Stored data entries:
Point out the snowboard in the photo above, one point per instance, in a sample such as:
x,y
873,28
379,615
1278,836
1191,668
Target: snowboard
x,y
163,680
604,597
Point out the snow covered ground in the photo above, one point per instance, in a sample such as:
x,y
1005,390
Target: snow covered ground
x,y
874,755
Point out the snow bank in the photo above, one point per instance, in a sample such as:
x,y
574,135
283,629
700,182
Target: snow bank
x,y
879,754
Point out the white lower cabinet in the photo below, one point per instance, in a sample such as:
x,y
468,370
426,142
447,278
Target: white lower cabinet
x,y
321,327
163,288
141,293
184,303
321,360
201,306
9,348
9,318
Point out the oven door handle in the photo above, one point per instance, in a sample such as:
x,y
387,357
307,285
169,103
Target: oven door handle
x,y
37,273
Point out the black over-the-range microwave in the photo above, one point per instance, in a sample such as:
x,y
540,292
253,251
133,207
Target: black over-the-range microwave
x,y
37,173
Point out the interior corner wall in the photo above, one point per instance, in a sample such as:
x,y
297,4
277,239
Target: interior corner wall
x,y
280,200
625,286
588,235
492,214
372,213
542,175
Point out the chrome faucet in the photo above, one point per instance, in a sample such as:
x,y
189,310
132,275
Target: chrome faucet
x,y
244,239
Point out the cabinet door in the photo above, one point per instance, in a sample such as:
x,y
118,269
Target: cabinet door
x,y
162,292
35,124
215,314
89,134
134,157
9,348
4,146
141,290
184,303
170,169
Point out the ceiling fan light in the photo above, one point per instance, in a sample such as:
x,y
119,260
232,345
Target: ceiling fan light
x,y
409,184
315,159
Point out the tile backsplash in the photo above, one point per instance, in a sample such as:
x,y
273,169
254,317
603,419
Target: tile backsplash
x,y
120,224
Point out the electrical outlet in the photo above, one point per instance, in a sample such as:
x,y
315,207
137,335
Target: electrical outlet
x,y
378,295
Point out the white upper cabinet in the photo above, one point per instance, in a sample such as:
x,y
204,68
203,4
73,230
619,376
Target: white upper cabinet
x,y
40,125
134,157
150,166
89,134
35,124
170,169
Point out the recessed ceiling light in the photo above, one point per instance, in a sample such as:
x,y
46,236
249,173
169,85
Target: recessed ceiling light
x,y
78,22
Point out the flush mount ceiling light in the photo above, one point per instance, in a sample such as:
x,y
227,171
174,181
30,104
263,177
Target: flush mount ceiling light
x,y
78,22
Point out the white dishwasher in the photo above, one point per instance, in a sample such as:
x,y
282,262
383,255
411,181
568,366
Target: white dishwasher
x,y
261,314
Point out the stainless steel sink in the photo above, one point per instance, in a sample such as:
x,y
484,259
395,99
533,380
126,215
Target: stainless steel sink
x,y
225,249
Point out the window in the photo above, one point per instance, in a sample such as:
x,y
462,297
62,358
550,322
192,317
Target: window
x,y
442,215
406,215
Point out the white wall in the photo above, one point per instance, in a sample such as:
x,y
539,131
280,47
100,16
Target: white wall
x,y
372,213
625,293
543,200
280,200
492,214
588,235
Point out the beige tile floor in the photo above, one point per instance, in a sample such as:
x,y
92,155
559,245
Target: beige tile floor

PROBLEM STATEMENT —
Task for the records above: copy every line in which the word "floor" occurs.

EXERCISE RESULT —
Point out the beige tile floor in the photo above, one point per instance, in a sample such as:
Target: beige tile floor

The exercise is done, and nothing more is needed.